(Task details):
Copy out the entries exactly, from the first line to the last.

(Materials provided):

*****

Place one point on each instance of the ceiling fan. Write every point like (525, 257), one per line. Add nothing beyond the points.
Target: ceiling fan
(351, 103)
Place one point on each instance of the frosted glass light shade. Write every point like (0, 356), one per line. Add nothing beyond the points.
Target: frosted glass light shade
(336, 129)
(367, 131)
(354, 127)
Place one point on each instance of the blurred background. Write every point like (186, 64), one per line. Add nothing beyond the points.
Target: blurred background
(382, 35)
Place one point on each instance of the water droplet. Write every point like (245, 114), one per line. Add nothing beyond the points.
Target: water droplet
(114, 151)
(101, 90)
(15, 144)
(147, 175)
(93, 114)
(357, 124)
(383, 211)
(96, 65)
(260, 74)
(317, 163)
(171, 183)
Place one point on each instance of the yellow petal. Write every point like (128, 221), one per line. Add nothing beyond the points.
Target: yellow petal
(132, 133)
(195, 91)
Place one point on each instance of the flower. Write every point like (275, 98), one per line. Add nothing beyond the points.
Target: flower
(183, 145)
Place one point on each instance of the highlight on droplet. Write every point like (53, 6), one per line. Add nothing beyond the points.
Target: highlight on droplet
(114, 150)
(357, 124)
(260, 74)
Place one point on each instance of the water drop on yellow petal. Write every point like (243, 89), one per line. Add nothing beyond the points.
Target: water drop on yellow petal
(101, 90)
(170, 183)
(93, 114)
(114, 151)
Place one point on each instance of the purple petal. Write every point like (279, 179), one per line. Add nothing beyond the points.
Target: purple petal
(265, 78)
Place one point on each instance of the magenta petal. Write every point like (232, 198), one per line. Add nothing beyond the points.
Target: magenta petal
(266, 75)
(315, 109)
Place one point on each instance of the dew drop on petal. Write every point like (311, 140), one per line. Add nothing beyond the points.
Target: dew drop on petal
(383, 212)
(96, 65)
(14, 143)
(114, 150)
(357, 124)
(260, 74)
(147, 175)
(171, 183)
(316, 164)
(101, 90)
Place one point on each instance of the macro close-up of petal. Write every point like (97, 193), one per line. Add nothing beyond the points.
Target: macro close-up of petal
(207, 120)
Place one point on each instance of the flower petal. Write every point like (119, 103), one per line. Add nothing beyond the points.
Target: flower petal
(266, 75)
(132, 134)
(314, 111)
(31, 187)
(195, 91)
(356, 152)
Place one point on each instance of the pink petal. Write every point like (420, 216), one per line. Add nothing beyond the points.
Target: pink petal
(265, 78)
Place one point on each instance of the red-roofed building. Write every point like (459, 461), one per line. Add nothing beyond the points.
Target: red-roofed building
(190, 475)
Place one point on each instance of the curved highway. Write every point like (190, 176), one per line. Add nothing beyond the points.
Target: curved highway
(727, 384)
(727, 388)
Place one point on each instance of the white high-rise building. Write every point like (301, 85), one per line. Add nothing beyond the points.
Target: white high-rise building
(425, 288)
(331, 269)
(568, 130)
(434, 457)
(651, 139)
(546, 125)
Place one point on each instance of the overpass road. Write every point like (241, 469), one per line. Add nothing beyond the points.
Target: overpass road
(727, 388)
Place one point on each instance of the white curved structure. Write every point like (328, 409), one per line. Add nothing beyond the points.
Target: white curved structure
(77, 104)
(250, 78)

*****

(Solution):
Place one point on each instance of the ceiling fan. Write every point like (525, 257), one per line. Add nothing beyond the points.
Target: ceiling fan
(351, 103)
Place one point on each instance of the frosted glass light shade. Write every point like (0, 356), one per line. Add nothing beyond the points.
Target: frosted glass light shade
(336, 129)
(367, 131)
(354, 127)
Place one point on each instance of the blurred background. Write every point like (186, 64), one per line. Add nothing beyond the points.
Target: blurred background
(382, 35)
Place one point on each instance of the water droplet. Write every point like (245, 114), one per line. Add nothing beyond the points.
Target: water droplet
(114, 151)
(101, 90)
(15, 144)
(147, 175)
(93, 114)
(357, 124)
(383, 211)
(96, 65)
(260, 74)
(317, 163)
(171, 183)
Place one point on each instance of the yellow petal. Write every point like (128, 221), one per line. Add nothing beyond the points.
Target: yellow petal
(132, 133)
(195, 91)
Place one point on each instance of the flower. Write every point like (275, 98), one per line. Add nothing beyond the points.
Target: flower
(183, 145)
Place one point on each instance of the highlight on droplet. Write every point like (53, 6), one per line. Add nothing beyond the points.
Target: highlight on droplet
(114, 150)
(357, 124)
(260, 74)
Place one point on each instance of the water drop on yellow petal. Write every point like (243, 89), one per line. Add nothing beyond the points.
Target: water drop on yellow petal
(101, 90)
(170, 183)
(93, 114)
(114, 151)
Place one point on each instance of the purple petal. Write every point like (279, 179), one per line. Add nothing beyond the points.
Target: purple petal
(265, 78)
Place one point on each instance of the magenta petal. Write every point like (232, 198), one per line. Add nothing beyond the points.
Target: magenta petal
(266, 75)
(315, 109)
Place one point on each instance of the dew drop on petal. Write every point like (311, 140), one per line. Add nothing beyond the points.
Target: dew drop on petal
(383, 212)
(96, 65)
(14, 143)
(114, 150)
(357, 124)
(260, 74)
(147, 175)
(171, 183)
(316, 164)
(101, 90)
Place one point on each instance of the macro close-up of petal. Write every point like (97, 193), one per line. Add nothing beyond the points.
Target: macro close-up of petal
(207, 120)
Place one point on each instance of the flower petal. Write every point like (119, 103), one per line. Add nothing beyond the points.
Target: flower petal
(266, 75)
(132, 134)
(314, 111)
(31, 187)
(195, 91)
(356, 152)
Place one point on each instance of the pink petal. Write every point like (420, 216), one per line. Add nothing beyond the points.
Target: pink petal
(265, 78)
Place one point on each instance of the red-roofed building. Write every point like (459, 461), one per line. Add nothing beyond the points.
Target: red-roofed building
(190, 475)
Place one point on each instance of the curved highway. Write every point like (190, 176), one per line. Add nothing beyond the points.
Target: curved highway
(727, 384)
(727, 388)
Place one point on each instance of the white high-rise building. Write every point like (301, 85), one per line. Add nothing beyond the points.
Target: white high-rise building
(425, 288)
(331, 269)
(568, 130)
(434, 457)
(651, 139)
(546, 125)
Place one point on each instance of the overpass road. Write every point like (241, 469), one per line. Add nothing beyond the points.
Target: overpass road
(727, 388)
Place one point on each instance of the white curved structure. Write every point like (328, 409), one per line. Add nothing beyond the points.
Target: white curved structure
(77, 104)
(250, 78)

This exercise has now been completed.